- **What to work on**
In three sentences, summarize the passage about William Bruce below.

- **Passage shown**
——————

Lawrence Bruce was appointed "Foud" or Sheriff of Shetland in 1571, an administrator for his half-brother, the Earl of Orkney. William Bruce came to Shetland to work as his deputy or clerk.

Alexander Bruce of Cultmalindie married Jean Oliphant, a daughter of Lord Oliphant.

William Bruce married Marjorie or Margaret Stewart (died 1607), a daughter of John Stewart, Commendator of Coldingham and Jean Hepburn.

Marjorie Stewart's first husband was William Sinclair of Underhoull on Unst. He was a son of Olave Sinclair of Havera and Brow, the previous Foud of Shetland, who died in 1570. Another son of the Foud, Matthew Sinclair of Ness, was murdered in 1602.

William Bruce obtained lands at Sumburgh and Jarlshof in 1592. His wife Margaret Stewart died on 25 November 1607. Her will details their farm stock at Sumburgh and Symbister, and the wages owed to their farm workers and domestic servants.

His second wife was Isobella Spens, from a Fife family, a relation of the diplomat James Spens of Wormiston. He went to live in Fife in later life.

He died in 1624 was buried at Crail where his churchyard monument survives.

Andrew Bruce, a son of Isobella Spens, inherited his lands in Fife, and his half brother Robert Bruce inherited Symbister. Andrew Bruce bought an estate called Pittarthie near Dunino and married Elizabeth Bruce, a daughter of William Bruce of Earlshall.

——————

- **Data records**
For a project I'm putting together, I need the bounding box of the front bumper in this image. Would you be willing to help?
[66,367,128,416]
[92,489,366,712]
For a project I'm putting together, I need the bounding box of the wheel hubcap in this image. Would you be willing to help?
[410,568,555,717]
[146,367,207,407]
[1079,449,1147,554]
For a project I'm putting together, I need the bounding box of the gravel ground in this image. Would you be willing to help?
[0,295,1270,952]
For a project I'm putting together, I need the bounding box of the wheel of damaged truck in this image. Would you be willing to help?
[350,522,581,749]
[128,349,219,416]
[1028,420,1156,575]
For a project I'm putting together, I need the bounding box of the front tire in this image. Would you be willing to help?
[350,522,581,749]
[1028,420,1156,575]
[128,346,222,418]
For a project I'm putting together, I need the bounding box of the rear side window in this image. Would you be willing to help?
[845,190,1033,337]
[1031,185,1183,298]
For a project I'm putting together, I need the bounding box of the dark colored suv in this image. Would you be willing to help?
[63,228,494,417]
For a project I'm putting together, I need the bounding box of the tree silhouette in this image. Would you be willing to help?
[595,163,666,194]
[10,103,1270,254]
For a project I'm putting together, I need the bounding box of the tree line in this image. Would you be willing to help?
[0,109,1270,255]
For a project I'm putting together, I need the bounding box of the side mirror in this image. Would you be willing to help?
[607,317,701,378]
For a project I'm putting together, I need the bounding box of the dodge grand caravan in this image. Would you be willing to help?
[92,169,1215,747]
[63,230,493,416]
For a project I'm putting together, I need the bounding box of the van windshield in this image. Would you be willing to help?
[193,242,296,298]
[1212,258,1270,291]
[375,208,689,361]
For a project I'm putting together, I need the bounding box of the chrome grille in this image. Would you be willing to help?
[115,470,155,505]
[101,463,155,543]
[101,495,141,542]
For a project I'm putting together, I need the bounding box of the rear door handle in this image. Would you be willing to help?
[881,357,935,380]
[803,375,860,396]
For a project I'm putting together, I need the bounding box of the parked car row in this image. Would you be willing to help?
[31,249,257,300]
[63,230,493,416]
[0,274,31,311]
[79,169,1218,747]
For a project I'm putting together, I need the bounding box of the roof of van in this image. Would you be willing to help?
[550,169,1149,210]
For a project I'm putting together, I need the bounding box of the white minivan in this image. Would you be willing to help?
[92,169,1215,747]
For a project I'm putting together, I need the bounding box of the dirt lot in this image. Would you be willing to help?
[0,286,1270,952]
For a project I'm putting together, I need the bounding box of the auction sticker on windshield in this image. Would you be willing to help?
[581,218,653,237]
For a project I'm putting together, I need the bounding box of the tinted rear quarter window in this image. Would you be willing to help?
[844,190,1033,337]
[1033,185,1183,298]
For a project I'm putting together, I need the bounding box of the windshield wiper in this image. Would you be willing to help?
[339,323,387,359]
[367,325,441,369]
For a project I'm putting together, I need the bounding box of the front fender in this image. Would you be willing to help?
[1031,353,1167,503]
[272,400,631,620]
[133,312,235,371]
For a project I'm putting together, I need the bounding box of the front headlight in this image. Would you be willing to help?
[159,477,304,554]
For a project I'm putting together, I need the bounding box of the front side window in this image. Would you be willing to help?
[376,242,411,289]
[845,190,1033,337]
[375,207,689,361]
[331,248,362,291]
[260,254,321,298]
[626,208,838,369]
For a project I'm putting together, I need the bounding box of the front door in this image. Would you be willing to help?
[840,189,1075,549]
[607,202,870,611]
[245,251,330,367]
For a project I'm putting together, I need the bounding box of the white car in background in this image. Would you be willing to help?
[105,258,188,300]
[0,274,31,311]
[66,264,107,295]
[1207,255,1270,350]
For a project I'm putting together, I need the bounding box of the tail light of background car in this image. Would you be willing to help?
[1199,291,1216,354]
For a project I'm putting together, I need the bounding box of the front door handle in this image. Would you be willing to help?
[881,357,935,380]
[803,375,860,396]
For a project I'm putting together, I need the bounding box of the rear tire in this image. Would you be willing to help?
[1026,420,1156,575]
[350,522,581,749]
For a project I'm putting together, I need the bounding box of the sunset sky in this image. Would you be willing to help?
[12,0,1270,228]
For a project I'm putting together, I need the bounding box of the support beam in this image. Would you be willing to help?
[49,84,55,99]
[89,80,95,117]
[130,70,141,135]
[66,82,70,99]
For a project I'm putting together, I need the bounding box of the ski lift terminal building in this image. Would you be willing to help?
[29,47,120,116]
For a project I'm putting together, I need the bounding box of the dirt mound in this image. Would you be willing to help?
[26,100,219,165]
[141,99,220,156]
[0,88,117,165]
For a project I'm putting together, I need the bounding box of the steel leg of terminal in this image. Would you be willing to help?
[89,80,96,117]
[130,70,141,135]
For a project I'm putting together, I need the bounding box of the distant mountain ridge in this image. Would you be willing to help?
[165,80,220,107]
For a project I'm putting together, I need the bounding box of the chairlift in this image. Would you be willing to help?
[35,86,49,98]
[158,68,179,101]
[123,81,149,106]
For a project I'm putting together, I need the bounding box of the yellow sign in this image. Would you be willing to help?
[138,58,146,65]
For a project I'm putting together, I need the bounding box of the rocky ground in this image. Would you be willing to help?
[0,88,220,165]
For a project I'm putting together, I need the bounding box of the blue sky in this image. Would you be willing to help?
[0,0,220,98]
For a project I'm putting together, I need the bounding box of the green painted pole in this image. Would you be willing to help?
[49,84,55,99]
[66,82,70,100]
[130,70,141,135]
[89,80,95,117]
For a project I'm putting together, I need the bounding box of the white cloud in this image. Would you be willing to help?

——————

- **Solution**
William Bruce came to Shetland as deputy or clerk to Lawrence Bruce, who was appointed Foud or Sheriff of Shetland in 1571. He married Marjorie or Margaret Stewart, obtained lands at Sumburgh and Jarlshof in 1592, and, after her death in 1607, married Isobella Spens of a Fife family. He later lived in Fife, died in 1624, and was buried at Crail; Andrew Bruce, a son of Isobella Spens, inherited his Fife lands, and Andrew's half brother Robert Bruce inherited Symbister.